— Exercise goal —
Please rewrite the listing below as a numbered list with one entry per line, dropping the blank lines and leaving the pictures out.

— Rows —
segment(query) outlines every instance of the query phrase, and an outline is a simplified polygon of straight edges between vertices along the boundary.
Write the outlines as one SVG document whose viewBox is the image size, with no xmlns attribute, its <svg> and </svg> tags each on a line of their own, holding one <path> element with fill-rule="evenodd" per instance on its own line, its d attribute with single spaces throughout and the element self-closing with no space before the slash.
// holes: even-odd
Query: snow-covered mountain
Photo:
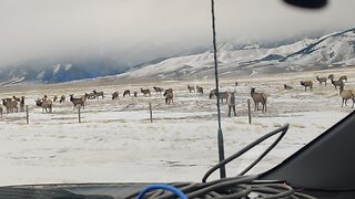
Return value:
<svg viewBox="0 0 355 199">
<path fill-rule="evenodd" d="M 244 46 L 222 43 L 217 46 L 217 61 L 222 76 L 355 65 L 355 29 L 273 48 L 260 43 Z M 60 83 L 108 75 L 116 75 L 115 78 L 209 78 L 214 75 L 213 52 L 209 49 L 192 55 L 156 57 L 135 66 L 104 59 L 100 62 L 27 62 L 0 67 L 0 84 Z"/>
<path fill-rule="evenodd" d="M 94 78 L 105 75 L 115 75 L 126 71 L 116 62 L 64 62 L 43 63 L 27 62 L 3 66 L 0 69 L 0 84 L 32 83 L 61 83 L 74 80 Z"/>
<path fill-rule="evenodd" d="M 237 49 L 225 43 L 217 51 L 220 75 L 253 75 L 355 65 L 355 29 L 276 48 L 255 44 Z M 209 50 L 201 54 L 166 59 L 119 77 L 158 76 L 169 80 L 207 78 L 213 75 L 213 53 Z"/>
</svg>

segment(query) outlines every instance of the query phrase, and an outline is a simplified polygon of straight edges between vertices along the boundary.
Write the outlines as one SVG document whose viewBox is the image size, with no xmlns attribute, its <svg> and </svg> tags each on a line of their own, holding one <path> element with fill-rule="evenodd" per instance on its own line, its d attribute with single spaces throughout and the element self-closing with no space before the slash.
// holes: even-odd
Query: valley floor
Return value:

— Reply —
1. segment(query) outlines every instance of the query phrase, and an outline is a simplified polygon of straight edges between vertices along the boundary.
2. Write the outlines as one SVG document whose viewBox is the image size, with no xmlns attribute, its <svg> and </svg> tags each on a line of their own, holding one <path> element with fill-rule="evenodd" per instance on its own line, its d attribute with single spaces throughout and the element self-closing with no space before the slash.
3. // holes: even-odd
4. Query: snow-covered mountain
5. Photo:
6. Return value:
7. <svg viewBox="0 0 355 199">
8. <path fill-rule="evenodd" d="M 244 46 L 222 43 L 217 46 L 217 61 L 222 76 L 355 65 L 355 29 L 273 48 L 260 43 Z M 60 83 L 108 75 L 116 75 L 115 78 L 209 78 L 214 75 L 213 52 L 209 49 L 192 55 L 156 57 L 135 66 L 104 59 L 100 62 L 27 62 L 0 67 L 0 84 Z"/>
9. <path fill-rule="evenodd" d="M 94 78 L 105 75 L 115 75 L 126 71 L 116 62 L 64 62 L 43 63 L 27 62 L 3 66 L 0 69 L 0 84 L 32 83 L 61 83 L 74 80 Z"/>
10. <path fill-rule="evenodd" d="M 237 49 L 225 43 L 217 51 L 220 75 L 253 75 L 355 65 L 355 29 L 276 48 L 255 44 Z M 209 50 L 201 54 L 166 59 L 119 77 L 158 76 L 169 80 L 207 78 L 213 75 L 213 53 Z"/>
11. </svg>
12. segment(query) outlines every instance of the query phrase, and an outline is a simplified polygon of straight edges between vertices along the boundary.
13. Write the outlines as one SVG document whose viewBox is the image size, with no xmlns attribute, its <svg> and </svg> tags each on a line of their own, holding one <path> element with fill-rule="evenodd" per instance on its own line, its d attribute with single spaces throughout and the element self-closing with no space before the slash.
14. // holes: even-odd
15. Query: valley floor
16. Return value:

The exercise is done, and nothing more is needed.